Extracted information:
==================================================

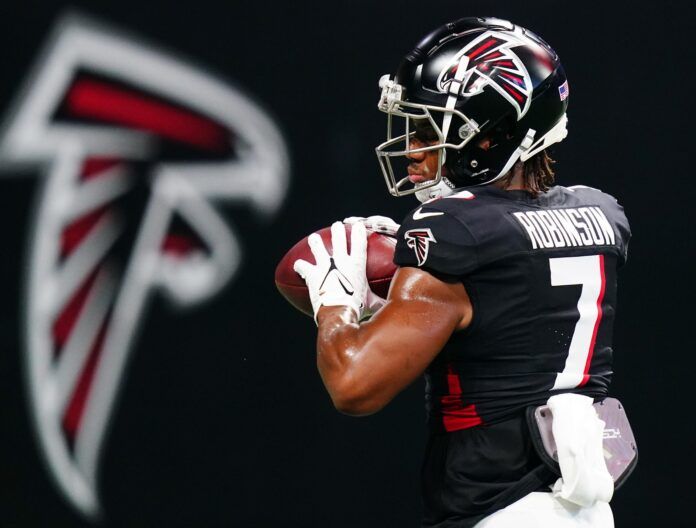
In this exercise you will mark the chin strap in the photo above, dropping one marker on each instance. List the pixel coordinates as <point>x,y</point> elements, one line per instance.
<point>440,190</point>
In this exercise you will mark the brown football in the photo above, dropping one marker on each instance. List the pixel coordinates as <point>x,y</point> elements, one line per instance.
<point>380,267</point>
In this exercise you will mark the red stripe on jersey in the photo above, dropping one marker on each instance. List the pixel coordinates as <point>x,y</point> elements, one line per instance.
<point>492,55</point>
<point>512,92</point>
<point>600,298</point>
<point>455,415</point>
<point>64,323</point>
<point>99,100</point>
<point>94,167</point>
<point>75,411</point>
<point>512,77</point>
<point>483,47</point>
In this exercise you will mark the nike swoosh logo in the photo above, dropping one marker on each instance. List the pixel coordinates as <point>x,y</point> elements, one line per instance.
<point>417,215</point>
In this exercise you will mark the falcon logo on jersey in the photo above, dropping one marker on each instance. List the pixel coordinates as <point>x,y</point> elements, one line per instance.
<point>489,61</point>
<point>419,240</point>
<point>135,146</point>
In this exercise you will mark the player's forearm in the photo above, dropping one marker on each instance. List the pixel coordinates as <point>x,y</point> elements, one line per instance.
<point>341,362</point>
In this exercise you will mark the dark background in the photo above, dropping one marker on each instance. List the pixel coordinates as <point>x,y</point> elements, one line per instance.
<point>223,420</point>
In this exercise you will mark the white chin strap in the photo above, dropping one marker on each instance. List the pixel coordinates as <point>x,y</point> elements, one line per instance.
<point>442,189</point>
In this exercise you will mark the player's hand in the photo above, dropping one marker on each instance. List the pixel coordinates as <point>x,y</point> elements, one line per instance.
<point>376,223</point>
<point>338,279</point>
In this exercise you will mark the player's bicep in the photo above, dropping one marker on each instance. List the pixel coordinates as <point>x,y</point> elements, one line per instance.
<point>421,313</point>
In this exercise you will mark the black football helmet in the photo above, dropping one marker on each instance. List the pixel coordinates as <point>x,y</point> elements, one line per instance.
<point>472,79</point>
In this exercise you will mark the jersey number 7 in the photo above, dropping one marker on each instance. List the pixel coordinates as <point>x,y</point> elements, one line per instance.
<point>589,272</point>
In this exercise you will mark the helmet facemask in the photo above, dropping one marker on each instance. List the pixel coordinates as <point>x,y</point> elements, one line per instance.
<point>432,125</point>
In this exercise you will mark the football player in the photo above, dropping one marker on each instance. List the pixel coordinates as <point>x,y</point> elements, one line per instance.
<point>506,291</point>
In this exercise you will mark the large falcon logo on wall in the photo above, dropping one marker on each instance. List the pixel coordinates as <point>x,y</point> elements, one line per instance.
<point>489,60</point>
<point>135,145</point>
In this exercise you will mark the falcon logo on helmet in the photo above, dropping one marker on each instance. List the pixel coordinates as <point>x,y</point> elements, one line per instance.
<point>135,146</point>
<point>489,61</point>
<point>419,241</point>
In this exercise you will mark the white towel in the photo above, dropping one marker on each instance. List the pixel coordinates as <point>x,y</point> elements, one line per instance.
<point>578,432</point>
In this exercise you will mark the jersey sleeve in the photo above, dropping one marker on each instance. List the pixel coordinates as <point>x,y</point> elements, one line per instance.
<point>437,242</point>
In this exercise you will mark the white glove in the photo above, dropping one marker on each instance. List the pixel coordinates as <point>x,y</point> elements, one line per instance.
<point>338,279</point>
<point>376,223</point>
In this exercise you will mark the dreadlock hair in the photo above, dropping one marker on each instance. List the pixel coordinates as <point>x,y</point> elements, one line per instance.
<point>537,174</point>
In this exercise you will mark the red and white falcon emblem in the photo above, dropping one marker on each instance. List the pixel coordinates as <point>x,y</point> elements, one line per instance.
<point>135,145</point>
<point>489,60</point>
<point>419,240</point>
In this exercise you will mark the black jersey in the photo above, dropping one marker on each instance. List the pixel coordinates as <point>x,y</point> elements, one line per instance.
<point>541,275</point>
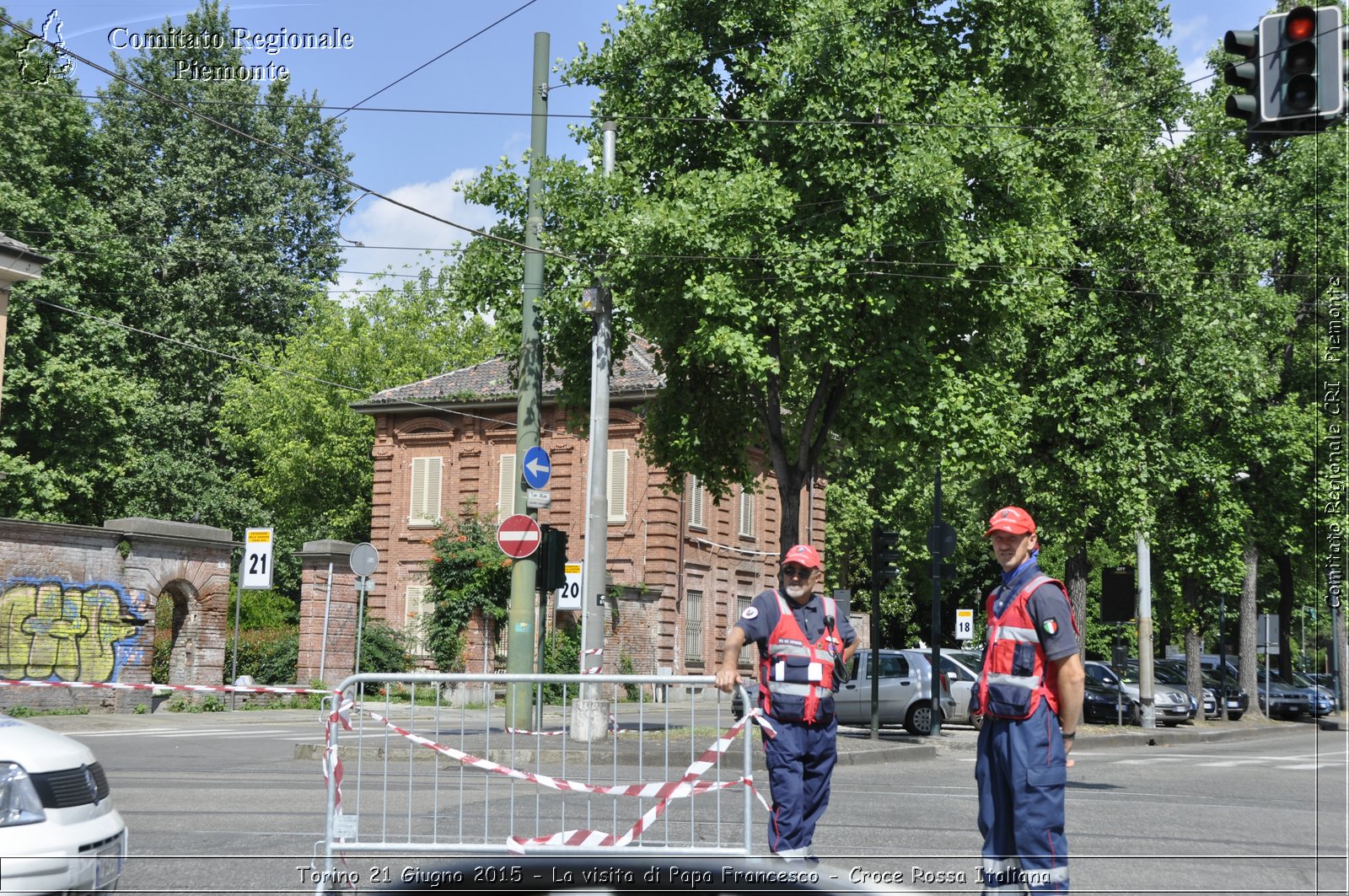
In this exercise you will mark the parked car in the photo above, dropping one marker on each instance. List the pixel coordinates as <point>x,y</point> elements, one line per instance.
<point>1321,700</point>
<point>1103,705</point>
<point>1166,673</point>
<point>58,830</point>
<point>1281,700</point>
<point>962,679</point>
<point>1170,706</point>
<point>1238,698</point>
<point>906,691</point>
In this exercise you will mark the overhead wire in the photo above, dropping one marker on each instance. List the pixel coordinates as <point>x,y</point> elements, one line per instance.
<point>285,152</point>
<point>397,81</point>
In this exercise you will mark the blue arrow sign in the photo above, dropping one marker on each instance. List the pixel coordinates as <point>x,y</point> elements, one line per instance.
<point>537,467</point>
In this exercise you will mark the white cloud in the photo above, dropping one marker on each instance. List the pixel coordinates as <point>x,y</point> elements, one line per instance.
<point>404,240</point>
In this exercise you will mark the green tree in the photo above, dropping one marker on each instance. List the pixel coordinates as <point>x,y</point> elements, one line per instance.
<point>69,389</point>
<point>223,242</point>
<point>809,256</point>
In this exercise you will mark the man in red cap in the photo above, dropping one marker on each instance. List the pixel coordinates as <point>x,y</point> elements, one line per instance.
<point>1031,696</point>
<point>802,641</point>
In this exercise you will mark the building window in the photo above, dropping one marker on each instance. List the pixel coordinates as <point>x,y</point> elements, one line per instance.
<point>618,485</point>
<point>694,626</point>
<point>696,496</point>
<point>742,604</point>
<point>506,487</point>
<point>417,608</point>
<point>424,505</point>
<point>745,518</point>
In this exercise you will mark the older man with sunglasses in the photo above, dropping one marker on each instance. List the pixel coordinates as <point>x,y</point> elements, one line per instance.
<point>803,642</point>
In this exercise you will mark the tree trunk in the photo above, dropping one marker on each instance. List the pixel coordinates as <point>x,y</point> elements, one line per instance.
<point>789,505</point>
<point>1076,571</point>
<point>1337,632</point>
<point>1285,564</point>
<point>1193,679</point>
<point>1250,612</point>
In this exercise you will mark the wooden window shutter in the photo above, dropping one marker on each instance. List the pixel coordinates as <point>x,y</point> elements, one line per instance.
<point>695,493</point>
<point>424,505</point>
<point>618,485</point>
<point>506,487</point>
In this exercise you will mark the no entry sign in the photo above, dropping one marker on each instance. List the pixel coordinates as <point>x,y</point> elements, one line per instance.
<point>519,536</point>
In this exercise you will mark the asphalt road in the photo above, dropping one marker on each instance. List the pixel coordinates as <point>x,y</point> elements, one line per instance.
<point>219,803</point>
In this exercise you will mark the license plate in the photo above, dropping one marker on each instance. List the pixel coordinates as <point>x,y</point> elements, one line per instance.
<point>108,865</point>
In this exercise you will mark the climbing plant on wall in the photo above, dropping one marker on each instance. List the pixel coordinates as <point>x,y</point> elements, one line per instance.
<point>467,574</point>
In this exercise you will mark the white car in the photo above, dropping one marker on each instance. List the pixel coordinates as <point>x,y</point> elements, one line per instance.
<point>58,830</point>
<point>962,669</point>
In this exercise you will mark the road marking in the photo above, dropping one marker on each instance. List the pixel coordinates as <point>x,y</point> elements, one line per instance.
<point>1310,767</point>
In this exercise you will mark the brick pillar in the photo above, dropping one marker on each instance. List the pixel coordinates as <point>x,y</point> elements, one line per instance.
<point>339,660</point>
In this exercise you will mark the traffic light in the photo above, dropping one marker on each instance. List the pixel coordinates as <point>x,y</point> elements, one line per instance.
<point>1301,67</point>
<point>884,554</point>
<point>552,561</point>
<point>1244,74</point>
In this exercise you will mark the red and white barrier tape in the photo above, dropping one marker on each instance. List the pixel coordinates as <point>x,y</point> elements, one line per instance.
<point>668,791</point>
<point>199,689</point>
<point>664,791</point>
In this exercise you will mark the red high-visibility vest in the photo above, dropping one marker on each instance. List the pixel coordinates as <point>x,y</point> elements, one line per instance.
<point>1013,679</point>
<point>796,678</point>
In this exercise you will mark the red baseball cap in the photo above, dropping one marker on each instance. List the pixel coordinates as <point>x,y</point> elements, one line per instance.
<point>803,555</point>
<point>1011,520</point>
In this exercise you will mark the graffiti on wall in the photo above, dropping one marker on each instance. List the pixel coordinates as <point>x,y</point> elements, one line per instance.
<point>61,630</point>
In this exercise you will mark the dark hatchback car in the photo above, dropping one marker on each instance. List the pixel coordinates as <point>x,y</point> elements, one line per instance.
<point>1099,706</point>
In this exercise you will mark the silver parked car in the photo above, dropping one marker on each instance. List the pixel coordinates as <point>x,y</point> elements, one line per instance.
<point>904,687</point>
<point>1171,706</point>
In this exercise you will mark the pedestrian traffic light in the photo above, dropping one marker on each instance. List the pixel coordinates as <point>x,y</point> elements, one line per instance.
<point>1301,67</point>
<point>884,554</point>
<point>552,561</point>
<point>1244,74</point>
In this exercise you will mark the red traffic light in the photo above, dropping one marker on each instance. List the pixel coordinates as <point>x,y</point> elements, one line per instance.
<point>1301,24</point>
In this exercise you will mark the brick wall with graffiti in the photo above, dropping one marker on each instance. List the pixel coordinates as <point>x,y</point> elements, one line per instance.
<point>78,604</point>
<point>69,630</point>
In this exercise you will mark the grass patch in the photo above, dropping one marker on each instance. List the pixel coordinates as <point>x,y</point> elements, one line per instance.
<point>27,711</point>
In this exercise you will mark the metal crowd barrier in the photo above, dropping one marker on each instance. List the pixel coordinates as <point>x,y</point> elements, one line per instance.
<point>436,772</point>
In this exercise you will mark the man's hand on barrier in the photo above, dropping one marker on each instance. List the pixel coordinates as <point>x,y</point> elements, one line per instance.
<point>728,679</point>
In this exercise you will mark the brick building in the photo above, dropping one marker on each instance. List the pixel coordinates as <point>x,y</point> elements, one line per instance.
<point>681,564</point>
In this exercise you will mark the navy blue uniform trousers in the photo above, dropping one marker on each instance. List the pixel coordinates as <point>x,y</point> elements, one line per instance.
<point>800,761</point>
<point>1022,772</point>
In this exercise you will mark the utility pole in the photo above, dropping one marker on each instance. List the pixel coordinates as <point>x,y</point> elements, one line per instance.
<point>590,721</point>
<point>1150,718</point>
<point>519,642</point>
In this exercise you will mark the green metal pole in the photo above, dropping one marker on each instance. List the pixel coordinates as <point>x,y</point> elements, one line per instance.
<point>519,642</point>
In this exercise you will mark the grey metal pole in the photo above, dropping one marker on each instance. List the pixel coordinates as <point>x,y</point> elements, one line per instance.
<point>328,601</point>
<point>234,664</point>
<point>589,716</point>
<point>937,604</point>
<point>362,588</point>
<point>519,642</point>
<point>1150,716</point>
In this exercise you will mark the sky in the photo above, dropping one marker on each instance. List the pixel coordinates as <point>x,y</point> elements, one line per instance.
<point>458,115</point>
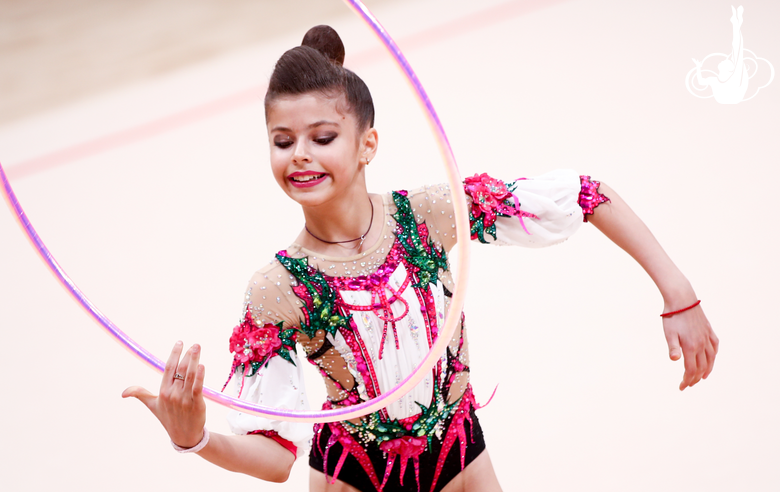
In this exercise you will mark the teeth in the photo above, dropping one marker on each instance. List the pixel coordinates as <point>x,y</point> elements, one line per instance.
<point>308,177</point>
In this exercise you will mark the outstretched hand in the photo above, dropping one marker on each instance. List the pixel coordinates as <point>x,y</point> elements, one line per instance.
<point>180,406</point>
<point>690,336</point>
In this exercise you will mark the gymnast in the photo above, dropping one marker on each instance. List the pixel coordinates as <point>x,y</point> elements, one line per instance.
<point>364,290</point>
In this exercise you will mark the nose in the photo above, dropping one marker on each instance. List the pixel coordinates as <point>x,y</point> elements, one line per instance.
<point>301,153</point>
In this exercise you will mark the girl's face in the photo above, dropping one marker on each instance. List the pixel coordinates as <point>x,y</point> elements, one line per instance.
<point>317,153</point>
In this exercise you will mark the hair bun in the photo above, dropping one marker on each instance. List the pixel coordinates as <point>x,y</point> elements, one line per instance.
<point>326,40</point>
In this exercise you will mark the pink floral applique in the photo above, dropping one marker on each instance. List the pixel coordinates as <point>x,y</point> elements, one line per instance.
<point>491,198</point>
<point>251,343</point>
<point>589,197</point>
<point>487,197</point>
<point>406,447</point>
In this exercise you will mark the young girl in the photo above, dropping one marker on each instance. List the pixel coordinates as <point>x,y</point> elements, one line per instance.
<point>364,289</point>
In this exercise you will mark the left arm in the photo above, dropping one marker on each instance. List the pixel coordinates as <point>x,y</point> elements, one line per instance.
<point>688,334</point>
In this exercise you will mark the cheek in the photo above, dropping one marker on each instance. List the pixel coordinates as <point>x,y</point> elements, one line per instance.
<point>278,168</point>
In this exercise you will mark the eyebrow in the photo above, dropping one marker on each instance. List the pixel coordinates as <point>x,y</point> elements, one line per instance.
<point>313,125</point>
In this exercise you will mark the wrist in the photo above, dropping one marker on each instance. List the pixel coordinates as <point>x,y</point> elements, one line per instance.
<point>677,292</point>
<point>194,449</point>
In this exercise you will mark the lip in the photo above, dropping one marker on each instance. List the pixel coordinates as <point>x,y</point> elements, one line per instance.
<point>307,184</point>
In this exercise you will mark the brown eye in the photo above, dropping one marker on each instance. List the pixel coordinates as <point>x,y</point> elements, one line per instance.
<point>325,139</point>
<point>282,143</point>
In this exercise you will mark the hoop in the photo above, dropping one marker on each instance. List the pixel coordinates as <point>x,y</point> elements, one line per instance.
<point>346,413</point>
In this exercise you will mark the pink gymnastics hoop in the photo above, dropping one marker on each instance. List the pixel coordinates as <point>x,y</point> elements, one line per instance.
<point>346,413</point>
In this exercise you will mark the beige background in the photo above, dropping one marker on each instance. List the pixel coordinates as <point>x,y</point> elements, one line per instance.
<point>161,226</point>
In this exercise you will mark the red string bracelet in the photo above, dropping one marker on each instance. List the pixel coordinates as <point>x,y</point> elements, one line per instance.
<point>666,315</point>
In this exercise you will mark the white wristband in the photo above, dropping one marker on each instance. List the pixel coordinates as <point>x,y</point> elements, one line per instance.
<point>197,447</point>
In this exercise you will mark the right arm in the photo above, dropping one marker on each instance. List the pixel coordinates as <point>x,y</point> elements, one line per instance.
<point>181,409</point>
<point>265,371</point>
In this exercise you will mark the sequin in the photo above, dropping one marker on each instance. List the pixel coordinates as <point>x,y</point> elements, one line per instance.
<point>589,197</point>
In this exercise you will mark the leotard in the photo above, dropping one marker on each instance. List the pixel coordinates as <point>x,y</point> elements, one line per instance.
<point>366,321</point>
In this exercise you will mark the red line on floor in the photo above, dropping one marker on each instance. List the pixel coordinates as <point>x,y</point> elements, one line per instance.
<point>457,27</point>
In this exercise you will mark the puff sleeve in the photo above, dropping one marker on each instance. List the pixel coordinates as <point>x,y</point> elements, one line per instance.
<point>266,369</point>
<point>531,212</point>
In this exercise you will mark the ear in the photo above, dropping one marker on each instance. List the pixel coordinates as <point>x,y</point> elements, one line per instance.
<point>368,145</point>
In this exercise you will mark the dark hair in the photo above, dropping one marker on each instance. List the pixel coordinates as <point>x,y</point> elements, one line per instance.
<point>316,66</point>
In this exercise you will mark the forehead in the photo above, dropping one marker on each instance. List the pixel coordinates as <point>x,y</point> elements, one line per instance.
<point>297,112</point>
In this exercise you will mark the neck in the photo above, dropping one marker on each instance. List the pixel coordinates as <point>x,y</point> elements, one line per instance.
<point>339,220</point>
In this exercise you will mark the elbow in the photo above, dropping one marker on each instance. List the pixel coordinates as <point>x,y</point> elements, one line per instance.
<point>281,472</point>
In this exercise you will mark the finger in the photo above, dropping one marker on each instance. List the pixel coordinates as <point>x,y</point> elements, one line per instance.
<point>192,368</point>
<point>197,386</point>
<point>170,365</point>
<point>673,341</point>
<point>182,369</point>
<point>701,366</point>
<point>711,352</point>
<point>141,394</point>
<point>690,370</point>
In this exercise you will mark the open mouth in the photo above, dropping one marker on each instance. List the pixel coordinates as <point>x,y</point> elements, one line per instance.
<point>306,178</point>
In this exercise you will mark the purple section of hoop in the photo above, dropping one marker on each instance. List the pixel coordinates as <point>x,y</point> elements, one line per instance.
<point>310,416</point>
<point>63,277</point>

==================================================

Task directions: Repeat everything in the data above from the line containing "In this exercise you will mark the brick pillar" down to the line containing "<point>339,660</point>", both of those lines included.

Task response:
In this exercise you will mark the brick pillar in the photo above, dropping one marker on each instance. List the pixel coordinates as <point>x,y</point> elements, one line per instance.
<point>339,660</point>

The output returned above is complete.